**Extracted text**
○ ○ ○ ○

Blonde Bombshells and “Damaged Goods”
Legendary film star Marilyn Monroe was born in 1926 to a mother who was first married aged only 14.
We can only speculate what role, if any, this child marriage played in the later mental health issues which would plague Gladys Pearl Monroe.
Gladys was actually born in Mexico to railway worker Otis Monroe and his wife Della Mae Hogan, with the family moving to California around the year 1900.
Her marriage at 14 to Jasper Baker was “stormy”, with many later accounts accusing Baker of extreme domestic violence. Gladys appears to have already been pregnant at the time of her first marriage, giving birth to their first child, a son named Robert Baker, at the tender age of 15.
Gladys Monroe managed to extricate herself from this marriage at the age of 20, already a mother of two children, but her children were taken away by Jasper Baker.
Gladys Monroe married again in Los Angeles at the age of 22, this time to a man called Martin Mortenson.

○ ○ ○ ○

**Extracted information**

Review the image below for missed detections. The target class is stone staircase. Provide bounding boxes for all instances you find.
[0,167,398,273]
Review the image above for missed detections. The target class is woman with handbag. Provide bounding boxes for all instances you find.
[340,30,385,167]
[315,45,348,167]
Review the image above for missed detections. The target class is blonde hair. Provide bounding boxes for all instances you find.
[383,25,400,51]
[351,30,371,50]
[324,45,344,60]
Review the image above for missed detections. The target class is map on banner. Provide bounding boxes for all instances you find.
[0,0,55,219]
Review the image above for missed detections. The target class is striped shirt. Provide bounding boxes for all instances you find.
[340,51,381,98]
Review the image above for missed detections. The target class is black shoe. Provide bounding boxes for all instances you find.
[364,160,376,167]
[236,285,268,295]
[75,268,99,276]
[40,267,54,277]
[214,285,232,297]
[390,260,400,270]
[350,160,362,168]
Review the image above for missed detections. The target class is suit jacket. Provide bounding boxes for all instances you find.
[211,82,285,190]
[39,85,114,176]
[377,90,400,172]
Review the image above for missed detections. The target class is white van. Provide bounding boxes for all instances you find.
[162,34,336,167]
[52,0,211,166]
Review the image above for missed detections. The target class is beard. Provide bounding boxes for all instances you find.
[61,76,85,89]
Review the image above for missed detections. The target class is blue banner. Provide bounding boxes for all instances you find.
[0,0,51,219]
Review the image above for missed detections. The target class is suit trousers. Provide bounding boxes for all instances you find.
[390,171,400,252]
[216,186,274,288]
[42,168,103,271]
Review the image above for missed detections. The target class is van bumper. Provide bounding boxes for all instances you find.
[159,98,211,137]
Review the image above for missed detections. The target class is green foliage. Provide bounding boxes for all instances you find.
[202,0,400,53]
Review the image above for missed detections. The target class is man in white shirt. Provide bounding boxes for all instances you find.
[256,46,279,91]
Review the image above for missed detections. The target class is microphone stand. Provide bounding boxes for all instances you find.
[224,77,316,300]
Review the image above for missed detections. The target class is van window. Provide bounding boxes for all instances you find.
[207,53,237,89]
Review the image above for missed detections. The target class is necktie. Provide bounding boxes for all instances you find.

○ ○ ○ ○

**Task prompt**
Translate this sentence from the text about Marilyn Monroe's mother into Spanish: "Gladys Monroe married again in Los Angeles at the age of 22, this time to a man called Martin Mortenson."

**Answer to the exercise**
Gladys Monroe se casó de nuevo en Los Ángeles a los 22 años, esta vez con un hombre llamado Martin Mortenson.